▸ **Set exercise**
Make an exact copy of the data below, leaving out every picture.

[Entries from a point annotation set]
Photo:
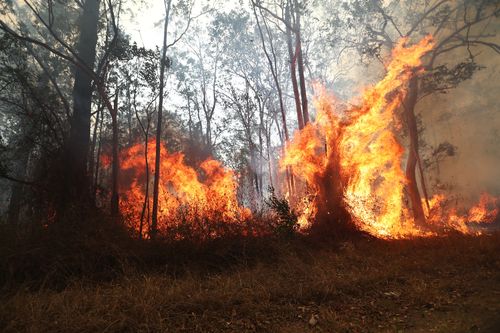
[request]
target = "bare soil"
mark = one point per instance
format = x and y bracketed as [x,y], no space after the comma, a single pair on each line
[449,284]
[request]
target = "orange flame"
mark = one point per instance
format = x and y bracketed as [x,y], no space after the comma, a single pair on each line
[370,156]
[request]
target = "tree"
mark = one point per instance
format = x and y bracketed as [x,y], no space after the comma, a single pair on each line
[372,28]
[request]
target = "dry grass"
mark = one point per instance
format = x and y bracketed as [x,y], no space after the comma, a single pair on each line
[434,285]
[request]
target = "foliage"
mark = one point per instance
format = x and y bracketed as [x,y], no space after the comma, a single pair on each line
[285,224]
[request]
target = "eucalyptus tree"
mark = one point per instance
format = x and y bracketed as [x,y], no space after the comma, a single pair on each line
[372,28]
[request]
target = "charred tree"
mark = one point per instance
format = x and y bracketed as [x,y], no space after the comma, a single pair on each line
[116,163]
[156,182]
[411,123]
[293,65]
[77,148]
[300,64]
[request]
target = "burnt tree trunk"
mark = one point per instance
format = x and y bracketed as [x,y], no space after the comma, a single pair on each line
[116,163]
[17,191]
[293,65]
[411,164]
[77,148]
[156,182]
[300,64]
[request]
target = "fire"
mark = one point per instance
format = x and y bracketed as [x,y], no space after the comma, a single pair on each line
[354,158]
[195,200]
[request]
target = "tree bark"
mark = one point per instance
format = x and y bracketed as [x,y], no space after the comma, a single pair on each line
[300,64]
[413,191]
[156,183]
[115,210]
[293,65]
[77,149]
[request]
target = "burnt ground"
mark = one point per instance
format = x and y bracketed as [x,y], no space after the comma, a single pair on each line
[449,284]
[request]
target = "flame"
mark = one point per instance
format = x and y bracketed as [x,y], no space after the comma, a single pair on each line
[358,147]
[199,200]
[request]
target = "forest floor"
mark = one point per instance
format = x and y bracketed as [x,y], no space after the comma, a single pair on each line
[448,284]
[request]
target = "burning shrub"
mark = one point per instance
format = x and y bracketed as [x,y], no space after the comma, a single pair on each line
[193,203]
[286,222]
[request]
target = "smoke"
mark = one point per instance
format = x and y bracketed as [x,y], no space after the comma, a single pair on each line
[468,118]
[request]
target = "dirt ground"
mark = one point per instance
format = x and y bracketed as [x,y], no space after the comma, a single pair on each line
[449,284]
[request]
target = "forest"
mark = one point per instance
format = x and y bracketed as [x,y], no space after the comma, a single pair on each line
[249,165]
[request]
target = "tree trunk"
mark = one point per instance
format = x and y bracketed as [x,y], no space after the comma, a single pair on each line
[92,161]
[77,149]
[293,63]
[156,183]
[413,192]
[17,192]
[300,65]
[115,210]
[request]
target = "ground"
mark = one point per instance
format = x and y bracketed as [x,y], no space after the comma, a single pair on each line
[450,284]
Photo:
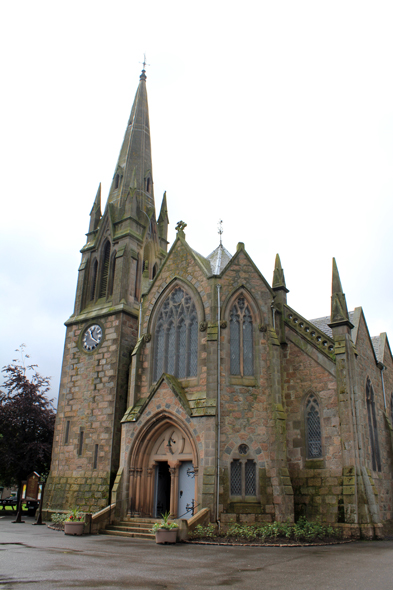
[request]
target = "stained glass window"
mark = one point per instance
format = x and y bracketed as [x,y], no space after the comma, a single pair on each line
[373,427]
[243,477]
[236,478]
[250,478]
[105,270]
[176,337]
[313,428]
[241,335]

▸ **Answer in full**
Photo:
[request]
target = "bare soil"
mark = one point per instance
format = x and y bracketed as [x,y], no space after the comma, a single pair on each line
[449,284]
[request]
target = "orange flame"
mark = one point per instance
format = x and y bracketed as [x,y], no space after the comma, a single pair on each line
[370,156]
[request]
target = "tree"
mark = one point per instance
format = x and y bracketed as [x,y], no space after the comma, a single pair on each line
[372,28]
[request]
target = "dry grass"
mark = one point per instance
format = x and y bracketed as [x,y], no space after the comma, a single pair on each line
[434,285]
[request]
target = "foliage"
mark = one point per instance
format = x and y bracketed as [x,y], no space after the comma, a single pair on each line
[285,224]
[request]
target = "eucalyptus tree"
mark = one point per instance
format = x and y bracketed as [x,y], no space after the comma, a single pair on each line
[372,28]
[request]
target = "charred tree"
mark = one point per instance
format = x and y bracketed as [x,y], no space after the comma, a single pair on each line
[116,163]
[156,182]
[411,123]
[293,65]
[77,148]
[300,64]
[request]
target = "burnt tree trunk"
mark = one point per instance
format = x and y bracketed as [x,y], no space after the comma, a single pair on each line
[116,163]
[17,191]
[293,65]
[411,164]
[77,148]
[156,182]
[300,64]
[request]
target = "fire"
mark = one point per instance
format = x and y bracketed as [x,y], no space after the comma, a single pair on each line
[354,158]
[195,200]
[request]
target = "tree bark"
mark = one point per instance
format = x and y bracketed as [x,y], no space after the comma, a single pair on each line
[300,64]
[413,191]
[156,183]
[115,210]
[293,65]
[77,149]
[request]
target = "burnt ground"
mark = one point per instance
format = x and y bracketed as [x,y], no space after the comma, a single pair on each line
[449,284]
[request]
target = "flame"
mark = one point per instance
format = x and y bracketed as [x,y], no space after the comma, a single pair on each line
[358,147]
[199,200]
[request]
target = "forest floor"
mark = one point per instance
format = x and y bracketed as [x,y], no space after the comma, a single pair on each line
[448,284]
[request]
target = "burning shrub"
mark = one point per instance
format = x and y bracketed as [x,y], no space after the comma, a single pair on each line
[193,203]
[286,222]
[request]
target = "smoke"
mark = one point per instance
format = x and y bracketed as [x,y], no space after the comma, a single pair on each line
[468,118]
[request]
target = "dirt ground"
mark = one point per instance
format = x and y bracketed as [x,y], no space after the comma, a single pair on each line
[449,284]
[request]
target = "forest"
mark = one point per instance
format = x and y bracketed as [x,y], no space after the comma, a single pair on each line
[249,165]
[request]
target = "tree trunk"
mark = one point per instance
format = x and y bracketed as [x,y], no space after the comma, a single pair on each line
[92,161]
[77,149]
[293,63]
[156,183]
[413,192]
[17,192]
[300,65]
[115,210]
[request]
target = "ground"
mark = one point per instance
format = x and y bracketed as [x,y], no space after the comma, a single pair on each line
[450,284]
Photo:
[request]
target = "stained glass window"
mark = one point per instance
format = x and y bracketed as [x,y], no space after the comma, a single pair on each line
[373,427]
[243,477]
[236,478]
[250,478]
[105,270]
[176,337]
[313,428]
[241,335]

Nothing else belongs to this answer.